═════ Data to examine

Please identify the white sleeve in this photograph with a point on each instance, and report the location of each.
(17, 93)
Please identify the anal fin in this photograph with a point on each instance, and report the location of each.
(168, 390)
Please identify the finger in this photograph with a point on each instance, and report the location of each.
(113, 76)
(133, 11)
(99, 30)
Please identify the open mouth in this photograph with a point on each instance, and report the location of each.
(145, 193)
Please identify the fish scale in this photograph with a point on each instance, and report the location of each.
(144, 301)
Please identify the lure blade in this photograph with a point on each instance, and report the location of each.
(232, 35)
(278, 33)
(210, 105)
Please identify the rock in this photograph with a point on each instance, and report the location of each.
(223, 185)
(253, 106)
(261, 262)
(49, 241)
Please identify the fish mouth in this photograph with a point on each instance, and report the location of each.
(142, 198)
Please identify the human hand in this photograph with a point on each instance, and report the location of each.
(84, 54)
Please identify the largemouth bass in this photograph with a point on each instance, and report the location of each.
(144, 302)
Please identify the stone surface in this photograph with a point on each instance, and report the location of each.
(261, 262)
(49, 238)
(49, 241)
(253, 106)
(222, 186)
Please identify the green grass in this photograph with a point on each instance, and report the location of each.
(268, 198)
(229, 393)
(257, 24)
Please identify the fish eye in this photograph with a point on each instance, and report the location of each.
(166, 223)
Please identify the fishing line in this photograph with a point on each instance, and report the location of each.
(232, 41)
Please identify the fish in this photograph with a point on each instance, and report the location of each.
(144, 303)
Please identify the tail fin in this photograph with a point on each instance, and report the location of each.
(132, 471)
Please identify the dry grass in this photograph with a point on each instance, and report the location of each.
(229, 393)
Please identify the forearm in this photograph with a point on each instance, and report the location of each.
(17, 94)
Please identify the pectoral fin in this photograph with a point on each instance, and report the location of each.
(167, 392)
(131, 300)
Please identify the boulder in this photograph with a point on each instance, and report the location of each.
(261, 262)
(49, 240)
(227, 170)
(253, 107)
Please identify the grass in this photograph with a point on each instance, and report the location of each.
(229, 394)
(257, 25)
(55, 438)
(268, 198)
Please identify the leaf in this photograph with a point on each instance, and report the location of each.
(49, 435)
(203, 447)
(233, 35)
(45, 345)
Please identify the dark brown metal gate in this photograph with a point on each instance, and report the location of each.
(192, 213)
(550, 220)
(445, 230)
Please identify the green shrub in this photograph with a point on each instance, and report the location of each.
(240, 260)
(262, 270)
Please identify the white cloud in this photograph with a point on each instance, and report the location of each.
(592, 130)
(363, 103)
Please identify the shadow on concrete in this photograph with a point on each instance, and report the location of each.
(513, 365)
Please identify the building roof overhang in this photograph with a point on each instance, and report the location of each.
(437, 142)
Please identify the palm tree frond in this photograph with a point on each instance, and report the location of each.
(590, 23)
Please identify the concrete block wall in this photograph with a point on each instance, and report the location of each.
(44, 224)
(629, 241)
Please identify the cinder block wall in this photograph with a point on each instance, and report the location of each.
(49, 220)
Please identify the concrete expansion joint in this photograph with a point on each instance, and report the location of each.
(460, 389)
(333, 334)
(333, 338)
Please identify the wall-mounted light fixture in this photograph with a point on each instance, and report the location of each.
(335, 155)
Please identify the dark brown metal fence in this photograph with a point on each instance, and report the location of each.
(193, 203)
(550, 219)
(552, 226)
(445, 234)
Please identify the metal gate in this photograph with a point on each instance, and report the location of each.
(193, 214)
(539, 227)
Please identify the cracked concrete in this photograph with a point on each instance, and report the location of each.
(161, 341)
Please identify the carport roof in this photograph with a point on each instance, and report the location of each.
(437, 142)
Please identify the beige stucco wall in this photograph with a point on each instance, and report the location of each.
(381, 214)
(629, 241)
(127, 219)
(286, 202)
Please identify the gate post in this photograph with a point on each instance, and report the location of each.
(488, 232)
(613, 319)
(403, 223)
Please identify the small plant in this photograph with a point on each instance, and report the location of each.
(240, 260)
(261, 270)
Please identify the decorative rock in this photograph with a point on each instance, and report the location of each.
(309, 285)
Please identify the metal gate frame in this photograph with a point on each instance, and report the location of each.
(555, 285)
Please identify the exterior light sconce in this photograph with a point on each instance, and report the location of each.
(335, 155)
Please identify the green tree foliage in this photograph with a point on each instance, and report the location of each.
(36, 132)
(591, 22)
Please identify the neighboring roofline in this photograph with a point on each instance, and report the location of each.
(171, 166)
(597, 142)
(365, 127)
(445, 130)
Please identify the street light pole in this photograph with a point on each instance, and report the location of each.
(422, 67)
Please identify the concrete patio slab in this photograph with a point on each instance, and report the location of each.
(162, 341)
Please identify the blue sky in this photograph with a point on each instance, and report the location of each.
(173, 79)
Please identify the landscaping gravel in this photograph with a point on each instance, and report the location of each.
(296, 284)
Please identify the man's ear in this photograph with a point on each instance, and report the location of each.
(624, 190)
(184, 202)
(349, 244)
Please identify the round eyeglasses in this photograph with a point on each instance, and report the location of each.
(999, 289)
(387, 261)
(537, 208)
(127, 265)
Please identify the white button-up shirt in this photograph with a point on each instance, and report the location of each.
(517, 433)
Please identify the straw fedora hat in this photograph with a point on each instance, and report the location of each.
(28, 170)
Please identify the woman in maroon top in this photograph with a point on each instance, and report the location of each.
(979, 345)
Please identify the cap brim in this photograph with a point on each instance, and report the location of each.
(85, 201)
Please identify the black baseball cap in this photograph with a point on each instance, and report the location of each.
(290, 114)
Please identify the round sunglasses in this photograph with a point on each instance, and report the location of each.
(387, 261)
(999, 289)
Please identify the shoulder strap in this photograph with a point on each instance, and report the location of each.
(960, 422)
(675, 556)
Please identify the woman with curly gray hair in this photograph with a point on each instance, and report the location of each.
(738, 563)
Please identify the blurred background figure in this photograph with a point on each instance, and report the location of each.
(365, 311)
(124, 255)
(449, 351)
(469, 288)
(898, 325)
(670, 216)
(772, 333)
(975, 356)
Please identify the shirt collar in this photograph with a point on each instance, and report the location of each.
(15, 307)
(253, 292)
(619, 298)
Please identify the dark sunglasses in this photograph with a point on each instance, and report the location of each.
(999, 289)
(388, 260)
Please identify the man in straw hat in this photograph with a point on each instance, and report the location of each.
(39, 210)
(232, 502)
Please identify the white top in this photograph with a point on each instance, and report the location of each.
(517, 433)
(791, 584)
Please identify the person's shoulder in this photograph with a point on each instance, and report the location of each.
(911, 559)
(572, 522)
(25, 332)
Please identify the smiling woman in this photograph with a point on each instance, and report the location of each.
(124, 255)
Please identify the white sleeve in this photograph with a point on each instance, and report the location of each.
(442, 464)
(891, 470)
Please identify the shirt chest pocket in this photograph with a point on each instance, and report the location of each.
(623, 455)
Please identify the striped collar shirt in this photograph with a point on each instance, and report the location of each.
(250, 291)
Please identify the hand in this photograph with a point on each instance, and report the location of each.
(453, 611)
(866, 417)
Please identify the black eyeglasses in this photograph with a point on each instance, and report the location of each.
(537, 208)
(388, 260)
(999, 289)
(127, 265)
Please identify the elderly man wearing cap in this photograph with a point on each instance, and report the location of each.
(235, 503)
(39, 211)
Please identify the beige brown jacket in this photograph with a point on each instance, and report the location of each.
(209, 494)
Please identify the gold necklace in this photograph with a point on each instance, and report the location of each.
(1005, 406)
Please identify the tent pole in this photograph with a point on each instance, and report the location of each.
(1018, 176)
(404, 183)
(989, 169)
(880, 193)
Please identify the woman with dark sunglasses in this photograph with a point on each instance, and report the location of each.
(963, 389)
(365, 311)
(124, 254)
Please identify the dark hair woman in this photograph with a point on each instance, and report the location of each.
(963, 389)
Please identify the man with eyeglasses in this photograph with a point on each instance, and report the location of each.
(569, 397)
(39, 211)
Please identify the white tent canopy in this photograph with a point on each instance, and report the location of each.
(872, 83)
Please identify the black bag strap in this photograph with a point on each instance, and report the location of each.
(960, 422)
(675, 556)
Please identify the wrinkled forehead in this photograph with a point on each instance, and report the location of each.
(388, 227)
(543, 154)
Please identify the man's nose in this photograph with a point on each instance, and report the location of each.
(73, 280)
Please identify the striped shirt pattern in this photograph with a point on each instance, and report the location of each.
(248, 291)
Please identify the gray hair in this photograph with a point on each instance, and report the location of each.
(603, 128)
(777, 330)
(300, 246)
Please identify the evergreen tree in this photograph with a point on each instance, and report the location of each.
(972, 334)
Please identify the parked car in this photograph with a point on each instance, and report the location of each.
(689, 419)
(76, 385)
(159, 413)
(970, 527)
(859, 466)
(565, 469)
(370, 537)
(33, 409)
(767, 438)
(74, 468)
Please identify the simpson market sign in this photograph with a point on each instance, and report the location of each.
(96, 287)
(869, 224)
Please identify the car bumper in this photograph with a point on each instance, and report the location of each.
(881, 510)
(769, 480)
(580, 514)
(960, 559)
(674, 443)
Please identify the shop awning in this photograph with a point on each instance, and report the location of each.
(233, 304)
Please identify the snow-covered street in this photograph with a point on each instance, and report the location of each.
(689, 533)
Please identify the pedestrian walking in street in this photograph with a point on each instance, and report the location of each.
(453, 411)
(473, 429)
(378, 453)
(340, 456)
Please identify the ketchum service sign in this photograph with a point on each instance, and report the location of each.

══════════

> [Your task]:
Please reproduce the listing word for word, but only from the line that contains "Please identify the shop" to its last line, inclusive.

> [Exercise solution]:
Please identify the shop awning in this photograph with a point on each instance, and report the location of each.
(233, 304)
Please identify the snow-covered street in this photograph with a point on each instance, and report the location of each.
(689, 533)
Please identify the pedestrian walking in street in this photograph with a point on each instance, and report the location of each.
(453, 411)
(473, 429)
(378, 453)
(340, 456)
Please identify the ketchum service sign in this photograph with a point on each instance, and report the location of each.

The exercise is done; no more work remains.